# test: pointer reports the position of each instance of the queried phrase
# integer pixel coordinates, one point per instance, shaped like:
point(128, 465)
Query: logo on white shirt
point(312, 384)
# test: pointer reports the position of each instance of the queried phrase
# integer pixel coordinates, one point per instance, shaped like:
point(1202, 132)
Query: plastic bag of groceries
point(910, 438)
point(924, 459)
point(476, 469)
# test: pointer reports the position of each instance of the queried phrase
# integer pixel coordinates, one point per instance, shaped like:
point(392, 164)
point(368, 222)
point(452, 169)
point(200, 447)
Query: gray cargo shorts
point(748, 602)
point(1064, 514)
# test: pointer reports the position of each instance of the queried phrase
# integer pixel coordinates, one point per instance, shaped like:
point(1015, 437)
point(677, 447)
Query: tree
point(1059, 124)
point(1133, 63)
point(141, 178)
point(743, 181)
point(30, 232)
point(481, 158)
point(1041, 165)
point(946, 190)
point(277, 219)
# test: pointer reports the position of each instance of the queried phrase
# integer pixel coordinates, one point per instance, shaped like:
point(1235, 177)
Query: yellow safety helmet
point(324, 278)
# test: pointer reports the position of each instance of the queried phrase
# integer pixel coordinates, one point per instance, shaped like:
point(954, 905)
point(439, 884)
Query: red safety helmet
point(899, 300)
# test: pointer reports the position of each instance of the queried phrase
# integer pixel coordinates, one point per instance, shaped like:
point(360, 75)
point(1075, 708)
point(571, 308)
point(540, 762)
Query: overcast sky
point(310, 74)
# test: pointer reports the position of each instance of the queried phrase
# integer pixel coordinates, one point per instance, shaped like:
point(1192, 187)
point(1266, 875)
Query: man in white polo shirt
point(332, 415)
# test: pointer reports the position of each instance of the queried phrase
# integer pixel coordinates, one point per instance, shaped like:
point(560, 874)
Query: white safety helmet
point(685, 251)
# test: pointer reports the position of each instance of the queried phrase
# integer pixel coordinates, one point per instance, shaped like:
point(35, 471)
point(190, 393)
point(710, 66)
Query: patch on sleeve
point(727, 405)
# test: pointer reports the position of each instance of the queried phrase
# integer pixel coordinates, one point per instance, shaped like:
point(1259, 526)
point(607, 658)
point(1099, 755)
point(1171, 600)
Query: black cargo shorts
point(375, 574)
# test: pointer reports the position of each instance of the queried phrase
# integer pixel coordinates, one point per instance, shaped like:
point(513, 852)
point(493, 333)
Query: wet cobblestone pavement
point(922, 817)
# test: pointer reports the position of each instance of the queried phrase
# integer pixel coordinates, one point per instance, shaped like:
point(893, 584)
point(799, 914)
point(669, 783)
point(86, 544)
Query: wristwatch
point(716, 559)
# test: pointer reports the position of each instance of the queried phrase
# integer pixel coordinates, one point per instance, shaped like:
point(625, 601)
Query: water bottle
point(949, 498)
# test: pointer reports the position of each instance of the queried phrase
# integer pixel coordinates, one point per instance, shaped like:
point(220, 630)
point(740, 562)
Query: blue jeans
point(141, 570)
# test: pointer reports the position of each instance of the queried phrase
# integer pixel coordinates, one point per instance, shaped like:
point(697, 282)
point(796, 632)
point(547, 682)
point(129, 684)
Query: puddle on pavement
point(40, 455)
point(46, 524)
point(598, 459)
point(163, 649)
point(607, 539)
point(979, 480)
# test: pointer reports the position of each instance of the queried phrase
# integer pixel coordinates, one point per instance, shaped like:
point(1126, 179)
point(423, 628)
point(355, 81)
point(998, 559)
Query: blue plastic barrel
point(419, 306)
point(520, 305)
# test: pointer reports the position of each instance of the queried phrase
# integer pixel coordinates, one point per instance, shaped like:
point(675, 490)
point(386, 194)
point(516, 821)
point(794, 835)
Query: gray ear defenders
================================
**Exercise objective**
Each line above is to be copied exactly as written.

**Written solution**
# test: pointer reports the position of each instance of the queried phrase
# integer pixel coordinates, one point per instance, shaped like:
point(128, 465)
Query: logo on white shirt
point(312, 384)
# test: pointer reports the position of each instance of the queried phrase
# integer pixel coordinates, one point per instance, shaped like:
point(1202, 132)
Query: plastic bag of groceries
point(910, 438)
point(924, 459)
point(476, 469)
# test: pointer reports the position of each instance of the queried phrase
# integer pixel coordinates, one point per instance, shaped like:
point(392, 164)
point(368, 222)
point(452, 169)
point(200, 447)
Query: gray cargo shorts
point(748, 602)
point(1064, 514)
# test: pointer reports the position of each instance of the queried phrase
# integer pixel coordinates, one point per instance, shaped like:
point(1015, 437)
point(677, 447)
Query: tree
point(1059, 124)
point(1133, 63)
point(141, 178)
point(743, 181)
point(30, 232)
point(481, 158)
point(1041, 165)
point(946, 190)
point(277, 219)
# test: pointer reports the position of each instance of the queried phrase
# integer pixel coordinates, one point per instance, shaped like:
point(1235, 177)
Query: yellow safety helmet
point(324, 278)
# test: pointer reports the position of each instance of the queried phrase
# integer pixel coordinates, one point per instance, shaped like:
point(954, 905)
point(439, 884)
Query: red safety helmet
point(899, 300)
# test: pointer reports the position of each instance of the queried phrase
# integer pixel coordinates, one point per instance, shaped like:
point(360, 75)
point(1075, 708)
point(571, 308)
point(540, 762)
Query: overcast sky
point(310, 74)
# test: pointer reports the position of each instance of the queried phrase
# integer pixel coordinates, one point per instance, shaped like:
point(1192, 187)
point(1266, 875)
Query: man in white polo shirt
point(332, 415)
# test: pointer reports the position of each instance of the queried phrase
# integer pixel coordinates, one point per instance, shaped like:
point(560, 874)
Query: white safety helmet
point(685, 251)
# test: pointer reports the position of each instance of the queried phrase
# integer pixel coordinates, one point per instance, shaped like:
point(35, 471)
point(190, 393)
point(710, 66)
Query: patch on sleeve
point(727, 405)
# test: pointer reports the position of each instance of the queried phrase
# integer pixel coordinates, one point per instance, shaped like:
point(1259, 526)
point(607, 658)
point(1099, 755)
point(1171, 600)
Query: black cargo shorts
point(375, 574)
# test: pointer reports the position of each instance of the queried phrase
# integer pixel coordinates, one point per instance, shaped like:
point(513, 852)
point(493, 333)
Query: wet cobblestone pavement
point(922, 817)
# test: pointer reports the position of each instance of the queried phrase
# integer pixel coordinates, one point per instance, shaped like:
point(893, 584)
point(799, 914)
point(669, 783)
point(86, 544)
Query: wristwatch
point(716, 559)
# test: pointer reports the position of each instance of the queried phrase
# integer pixel coordinates, one point per instance, shaped like:
point(625, 601)
Query: water bottle
point(949, 498)
# test: pointer reports the position of each instance of the queried phrase
# integer pixel coordinates, one point per instance, shaped like:
point(220, 630)
point(740, 562)
Query: blue jeans
point(141, 570)
# test: pointer reports the position of each instance of the queried phrase
# integer pixel coordinates, one point per instance, shaped like:
point(697, 282)
point(796, 632)
point(547, 682)
point(129, 684)
Query: puddle on pavement
point(40, 455)
point(46, 524)
point(598, 459)
point(163, 649)
point(607, 539)
point(979, 480)
# test: pointer reports the position of each instance of the queried phrase
# integer pixel coordinates, one point per instance, shaped like:
point(1126, 179)
point(423, 628)
point(355, 81)
point(998, 559)
Query: blue plastic barrel
point(419, 306)
point(520, 305)
# test: pointer reports the position of each instance of the queried phrase
# integer pixel coordinates, one point per instance, shaped like:
point(675, 490)
point(386, 194)
point(516, 821)
point(794, 835)
Query: gray ear defenders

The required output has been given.